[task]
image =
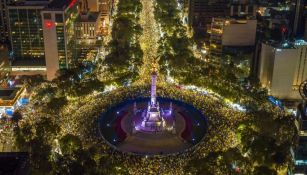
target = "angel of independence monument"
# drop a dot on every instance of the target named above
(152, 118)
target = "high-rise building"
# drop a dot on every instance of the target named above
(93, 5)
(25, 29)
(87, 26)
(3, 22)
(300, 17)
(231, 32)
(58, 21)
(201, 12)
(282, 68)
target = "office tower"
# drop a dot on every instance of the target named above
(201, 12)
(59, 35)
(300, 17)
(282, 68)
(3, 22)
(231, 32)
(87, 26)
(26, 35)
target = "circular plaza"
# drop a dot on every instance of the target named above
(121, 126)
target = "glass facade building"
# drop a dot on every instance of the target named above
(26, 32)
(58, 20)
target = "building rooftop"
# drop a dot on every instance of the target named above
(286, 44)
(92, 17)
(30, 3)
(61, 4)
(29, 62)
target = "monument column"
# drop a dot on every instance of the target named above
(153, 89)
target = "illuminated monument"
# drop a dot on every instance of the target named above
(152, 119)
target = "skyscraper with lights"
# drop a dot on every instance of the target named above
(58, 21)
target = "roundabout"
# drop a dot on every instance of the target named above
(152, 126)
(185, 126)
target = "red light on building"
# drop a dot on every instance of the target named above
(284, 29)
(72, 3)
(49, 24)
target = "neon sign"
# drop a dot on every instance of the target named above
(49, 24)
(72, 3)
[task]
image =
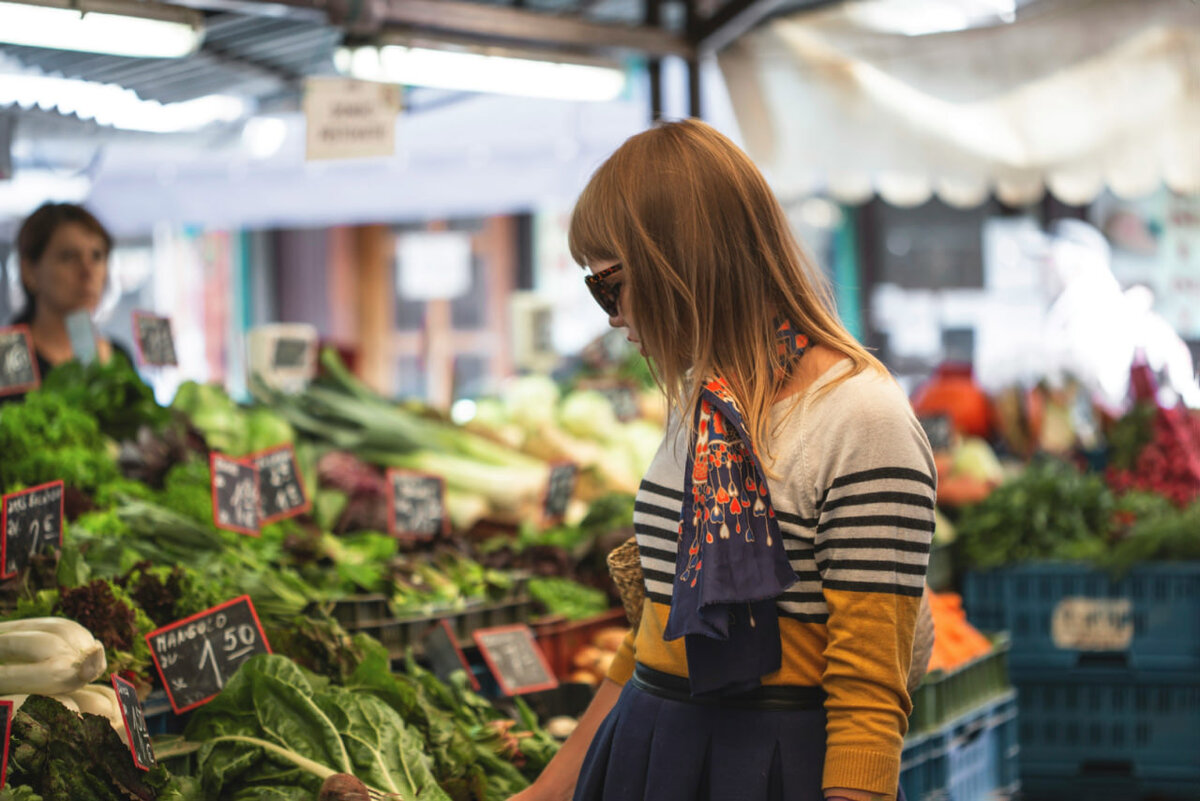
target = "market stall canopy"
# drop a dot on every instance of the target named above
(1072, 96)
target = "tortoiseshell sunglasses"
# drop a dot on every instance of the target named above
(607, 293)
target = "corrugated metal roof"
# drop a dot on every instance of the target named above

Task instructions. In the records above, find every line containing the word "building" and show it.

Exercise result.
target = "high-rise building"
target = "glass facade building"
target = "building rooftop"
target = "red light on building"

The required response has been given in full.